Your objective: Copy exactly the lines from the one containing "Report one point per instance of the driver" through the last line of the records, both included, and nothing more.

Given records:
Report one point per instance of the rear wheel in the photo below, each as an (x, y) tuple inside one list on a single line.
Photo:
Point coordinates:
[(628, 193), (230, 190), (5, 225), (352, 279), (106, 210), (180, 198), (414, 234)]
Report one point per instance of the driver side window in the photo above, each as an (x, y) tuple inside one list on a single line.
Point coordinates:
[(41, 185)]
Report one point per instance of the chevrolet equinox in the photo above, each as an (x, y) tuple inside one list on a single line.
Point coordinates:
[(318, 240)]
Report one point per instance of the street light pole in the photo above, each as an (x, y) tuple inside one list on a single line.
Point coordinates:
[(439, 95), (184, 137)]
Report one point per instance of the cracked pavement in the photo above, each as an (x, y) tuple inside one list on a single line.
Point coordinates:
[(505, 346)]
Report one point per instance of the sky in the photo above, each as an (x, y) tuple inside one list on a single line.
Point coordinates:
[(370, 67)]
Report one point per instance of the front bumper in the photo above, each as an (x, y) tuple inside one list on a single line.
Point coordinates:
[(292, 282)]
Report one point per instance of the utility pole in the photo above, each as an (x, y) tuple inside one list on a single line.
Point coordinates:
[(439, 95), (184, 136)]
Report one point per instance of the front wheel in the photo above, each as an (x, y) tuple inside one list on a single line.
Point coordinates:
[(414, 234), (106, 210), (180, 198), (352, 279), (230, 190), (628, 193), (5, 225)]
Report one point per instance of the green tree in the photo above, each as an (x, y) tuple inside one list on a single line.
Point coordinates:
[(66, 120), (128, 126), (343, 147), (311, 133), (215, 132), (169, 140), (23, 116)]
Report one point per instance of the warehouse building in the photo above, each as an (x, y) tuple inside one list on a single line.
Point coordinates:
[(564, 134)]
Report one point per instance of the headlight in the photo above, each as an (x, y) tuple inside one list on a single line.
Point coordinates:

Full solution:
Report one point per instance of the driver side window in the photo above, each as an (x, y) tuple inside one list on a single line.
Point coordinates:
[(41, 185)]
Report one point per instance of the chevrolet equinox in the photo above, each as an (x, y) tuple inside one list on a single line.
Point coordinates:
[(318, 240)]
Report one point per instance of the street light pole in the photo above, each as an (x, y) tuple inside one list on a single line.
Point coordinates:
[(439, 95), (184, 137)]
Report one point per instance of the cracked pavement in the photo above, each as an (x, y) tuple inside one list on a single line.
Point coordinates:
[(505, 346)]
Report one point per instance of the sky in the photo above, each as an (x, y) tuple inside one list on a single line.
Point coordinates:
[(370, 67)]
Report one point per instance of the front bumper in the photo above, each as an (x, y) tuple inside one list on a single line.
Point coordinates:
[(292, 282)]
Report one point per instance of the utility pole in the photo above, each as an (x, y) tuple inside one list on a single line.
Point coordinates:
[(439, 95), (184, 136)]
Report one point per instance of the front wheel in the photo above, each as an (x, y) tuple inside one list on a single line.
Point coordinates:
[(414, 234), (106, 210), (180, 198), (352, 279), (230, 190), (628, 193), (5, 225)]
Report one point per instance of the green tree in the photo above, each as an (x, y) tuple inside one list on a single line.
Point coordinates:
[(66, 120), (128, 126), (343, 147), (311, 133), (215, 132), (169, 140), (23, 116)]
Report one point per instance of the warehouse building in the photo above, each as an (x, y) tuple inside one list on a single line.
Point coordinates:
[(564, 134)]
Report one point per instance of the headlight in the photo above, each as an (x, y) tuple inside one list on a single line.
Point coordinates:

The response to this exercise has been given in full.